--- GOAL ---
Rewrite every line of the material, starting at its first line and ending at the line that contains "left=533, top=142, right=587, bottom=171", both included. Shift each bounding-box coordinate in the answers up by 129.

____

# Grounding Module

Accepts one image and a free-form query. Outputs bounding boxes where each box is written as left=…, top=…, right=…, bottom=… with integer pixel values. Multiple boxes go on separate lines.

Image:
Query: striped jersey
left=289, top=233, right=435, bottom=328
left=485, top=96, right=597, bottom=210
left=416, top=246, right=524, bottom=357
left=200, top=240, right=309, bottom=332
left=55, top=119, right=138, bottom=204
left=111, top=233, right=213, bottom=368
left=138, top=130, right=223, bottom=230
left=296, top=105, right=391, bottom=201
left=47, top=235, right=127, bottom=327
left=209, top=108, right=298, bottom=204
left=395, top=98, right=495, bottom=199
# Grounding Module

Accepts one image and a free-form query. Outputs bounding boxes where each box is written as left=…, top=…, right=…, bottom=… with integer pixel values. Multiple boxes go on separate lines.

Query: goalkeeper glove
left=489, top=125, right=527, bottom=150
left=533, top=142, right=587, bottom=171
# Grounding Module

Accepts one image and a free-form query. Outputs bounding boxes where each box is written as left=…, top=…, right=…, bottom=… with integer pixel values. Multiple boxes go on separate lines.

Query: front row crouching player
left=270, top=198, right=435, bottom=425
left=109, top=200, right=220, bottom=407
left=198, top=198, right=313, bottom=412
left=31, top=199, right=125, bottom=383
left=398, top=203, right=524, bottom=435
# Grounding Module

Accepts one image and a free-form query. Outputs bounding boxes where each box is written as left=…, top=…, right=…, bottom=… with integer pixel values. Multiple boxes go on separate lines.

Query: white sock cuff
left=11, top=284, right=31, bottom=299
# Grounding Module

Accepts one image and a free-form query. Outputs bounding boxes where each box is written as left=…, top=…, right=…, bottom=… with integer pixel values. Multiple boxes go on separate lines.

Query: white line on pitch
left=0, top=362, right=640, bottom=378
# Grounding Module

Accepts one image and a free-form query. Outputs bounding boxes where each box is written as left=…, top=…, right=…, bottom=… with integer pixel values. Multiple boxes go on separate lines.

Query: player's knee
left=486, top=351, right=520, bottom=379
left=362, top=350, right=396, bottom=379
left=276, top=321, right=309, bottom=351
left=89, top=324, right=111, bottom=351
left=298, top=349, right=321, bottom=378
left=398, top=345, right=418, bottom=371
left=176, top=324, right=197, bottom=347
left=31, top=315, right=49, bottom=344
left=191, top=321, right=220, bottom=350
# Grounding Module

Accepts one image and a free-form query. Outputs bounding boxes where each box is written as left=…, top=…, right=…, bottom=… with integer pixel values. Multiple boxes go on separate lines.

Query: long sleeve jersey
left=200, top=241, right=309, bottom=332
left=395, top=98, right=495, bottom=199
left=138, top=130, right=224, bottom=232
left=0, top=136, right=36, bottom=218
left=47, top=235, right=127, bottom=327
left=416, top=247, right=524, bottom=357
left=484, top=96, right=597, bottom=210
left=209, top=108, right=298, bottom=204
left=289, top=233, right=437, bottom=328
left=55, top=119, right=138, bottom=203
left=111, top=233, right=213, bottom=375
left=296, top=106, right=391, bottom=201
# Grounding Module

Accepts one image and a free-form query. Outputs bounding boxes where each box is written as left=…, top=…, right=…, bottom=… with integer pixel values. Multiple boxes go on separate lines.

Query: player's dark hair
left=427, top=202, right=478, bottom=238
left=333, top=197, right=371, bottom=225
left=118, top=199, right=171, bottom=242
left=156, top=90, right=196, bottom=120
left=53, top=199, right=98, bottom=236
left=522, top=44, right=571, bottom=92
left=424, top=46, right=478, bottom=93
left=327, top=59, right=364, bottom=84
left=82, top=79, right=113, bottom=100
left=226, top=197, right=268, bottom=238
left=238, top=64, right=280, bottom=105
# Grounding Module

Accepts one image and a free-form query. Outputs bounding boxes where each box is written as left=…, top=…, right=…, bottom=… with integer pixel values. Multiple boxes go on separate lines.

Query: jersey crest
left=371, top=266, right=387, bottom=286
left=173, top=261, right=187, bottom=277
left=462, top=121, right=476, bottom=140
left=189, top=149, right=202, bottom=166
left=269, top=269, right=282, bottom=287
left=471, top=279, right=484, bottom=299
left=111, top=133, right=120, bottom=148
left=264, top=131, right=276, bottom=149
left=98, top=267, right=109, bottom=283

____

--- SOLUTION ---
# Grounding Module

Accepts one image and a free-form query. Outputs bounding boxes where each box is written as left=…, top=…, right=…, bottom=… with integer pixel values. Multiple boxes go on separate lines.

Image:
Query: striped jersey
left=418, top=362, right=564, bottom=457
left=614, top=225, right=726, bottom=339
left=545, top=375, right=653, bottom=486
left=329, top=369, right=438, bottom=461
left=184, top=248, right=267, bottom=333
left=240, top=362, right=342, bottom=497
left=267, top=259, right=352, bottom=359
left=425, top=234, right=520, bottom=330
left=176, top=364, right=256, bottom=456
left=338, top=237, right=427, bottom=333
left=524, top=227, right=624, bottom=328
# Grounding Module

Accepts one image and a free-form query. Outputs bounding boxes where each box is written as left=…, top=…, right=…, bottom=… with integer pixel values. Multiple boxes go on separate lines.

Query: goalkeeper glove
left=618, top=254, right=656, bottom=279
left=662, top=271, right=716, bottom=300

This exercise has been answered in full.